TASKS FOR THIS EXERCISE –
1. Translate this sentence from the post about the -infinity target into Spanish: "A simple version of the question is: If I print out the log likelihoods for all of the sampling statements in my model block, and they are all real, how can the target be -infinity?"
2. Carry on writing the post about the -infinity target, picking up right after its final line.

PAGE TEXT –
⟨

A simple version of the question is: If I print out the log likelihoods for all of the sampling statements in my model block, and they are all real, how can the target
be -infinity?
In more detail, there are three normal sampling statements in my hierarchical model, that look like:
mu1[i] ~ multi_normal(mu1_mean, mu1_Sigma);
x_res[i] ~ normal(phi_ar^dday[i] * x_res[i-1],
sigma_ar * sqrt(getphilag(phi_ar, dday[i])));
y_res[i] ~ normal(phi_ar^dday[i] * y_res[i-1],
sigma_ar * sqrt(getphilag(phi_ar, dday[i])));
The mu1
is the hierarchical means of locations for k
individuals, the x_res
and y_res
are individual “residuals” at a lower hierarchical level. All the location/scale parameters are nice suitable real numbers, which I know because I print everything in debugging, including the log-probabilities, i.e.:
print("multi_normal lpdf: ", multi_normal_lpdf(mu1 | mu1_mean, mu1_Sigma))

⟩

(Collected data)
⟨

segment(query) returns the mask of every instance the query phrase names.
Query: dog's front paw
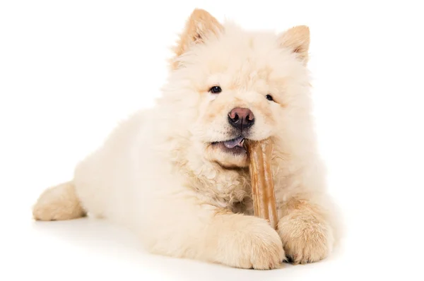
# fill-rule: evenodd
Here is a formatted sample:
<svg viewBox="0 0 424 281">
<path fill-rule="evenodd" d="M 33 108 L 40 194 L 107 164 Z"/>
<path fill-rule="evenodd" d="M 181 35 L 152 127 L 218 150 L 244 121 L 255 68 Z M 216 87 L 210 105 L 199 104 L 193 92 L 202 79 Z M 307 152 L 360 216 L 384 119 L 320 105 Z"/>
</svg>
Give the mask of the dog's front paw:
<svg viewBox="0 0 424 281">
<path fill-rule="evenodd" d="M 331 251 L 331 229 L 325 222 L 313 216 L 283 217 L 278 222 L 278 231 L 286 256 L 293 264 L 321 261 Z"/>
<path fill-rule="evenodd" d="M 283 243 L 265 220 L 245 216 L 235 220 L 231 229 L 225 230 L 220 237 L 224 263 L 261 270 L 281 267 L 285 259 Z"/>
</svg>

⟩
⟨

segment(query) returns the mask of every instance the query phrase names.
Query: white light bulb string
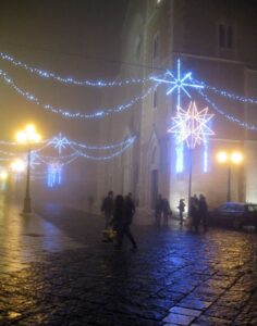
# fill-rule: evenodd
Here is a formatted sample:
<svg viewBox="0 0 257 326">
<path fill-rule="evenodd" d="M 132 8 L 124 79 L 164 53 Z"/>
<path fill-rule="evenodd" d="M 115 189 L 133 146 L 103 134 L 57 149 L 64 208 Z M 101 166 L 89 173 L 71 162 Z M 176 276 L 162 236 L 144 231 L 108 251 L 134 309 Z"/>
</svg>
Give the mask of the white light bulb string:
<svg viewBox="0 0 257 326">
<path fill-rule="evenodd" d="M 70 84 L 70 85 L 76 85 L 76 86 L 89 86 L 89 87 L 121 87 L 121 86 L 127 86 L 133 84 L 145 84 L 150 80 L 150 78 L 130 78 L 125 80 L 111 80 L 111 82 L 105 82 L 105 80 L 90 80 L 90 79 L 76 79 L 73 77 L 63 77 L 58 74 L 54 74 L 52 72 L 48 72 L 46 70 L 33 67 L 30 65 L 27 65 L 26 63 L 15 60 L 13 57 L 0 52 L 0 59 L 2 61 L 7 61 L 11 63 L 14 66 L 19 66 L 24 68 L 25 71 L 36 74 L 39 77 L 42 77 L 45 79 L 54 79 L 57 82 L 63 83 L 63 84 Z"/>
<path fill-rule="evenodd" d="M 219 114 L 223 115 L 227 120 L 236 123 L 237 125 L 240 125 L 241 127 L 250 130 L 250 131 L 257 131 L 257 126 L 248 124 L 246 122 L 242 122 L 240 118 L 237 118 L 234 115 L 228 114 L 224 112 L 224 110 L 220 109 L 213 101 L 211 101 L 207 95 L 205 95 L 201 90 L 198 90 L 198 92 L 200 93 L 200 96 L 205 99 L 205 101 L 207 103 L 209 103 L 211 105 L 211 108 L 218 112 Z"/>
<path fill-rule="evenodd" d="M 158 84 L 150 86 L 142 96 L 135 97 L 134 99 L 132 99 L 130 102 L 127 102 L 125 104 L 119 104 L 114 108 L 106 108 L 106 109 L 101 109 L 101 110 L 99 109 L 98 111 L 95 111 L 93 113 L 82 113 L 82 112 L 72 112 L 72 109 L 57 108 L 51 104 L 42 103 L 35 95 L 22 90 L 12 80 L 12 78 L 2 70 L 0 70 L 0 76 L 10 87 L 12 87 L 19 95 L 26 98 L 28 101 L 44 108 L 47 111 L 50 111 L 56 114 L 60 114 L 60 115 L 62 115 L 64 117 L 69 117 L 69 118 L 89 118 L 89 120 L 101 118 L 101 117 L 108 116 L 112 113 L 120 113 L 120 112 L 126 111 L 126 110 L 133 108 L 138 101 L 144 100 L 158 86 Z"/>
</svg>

⟩

THE RESPONSES –
1. Una versión sencilla de la pregunta es: si imprimo las log-verosimilitudes de todas las sentencias de muestreo de mi bloque model y todas son reales, ¿cómo puede el target ser -infinito?

2.
print("normal x lpdf: ", normal_lpdf(x_res[i] | phi_ar^dday[i] * x_res[i-1], sigma_ar * sqrt(getphilag(phi_ar, dday[i]))));
print("normal y lpdf: ", normal_lpdf(y_res[i] | phi_ar^dday[i] * y_res[i-1], sigma_ar * sqrt(getphilag(phi_ar, dday[i]))));
And only ever get nice numbers. But when I print the target, it is (nearly always) -inf
.
What the heck!? What else can I do!?
Also I get this: Initialization between (-2, 2) failed after 100 attempts
, even though ALL of my parameters are constrained and initialized correctly - as far as I can tell.
Any insights and help appreciated!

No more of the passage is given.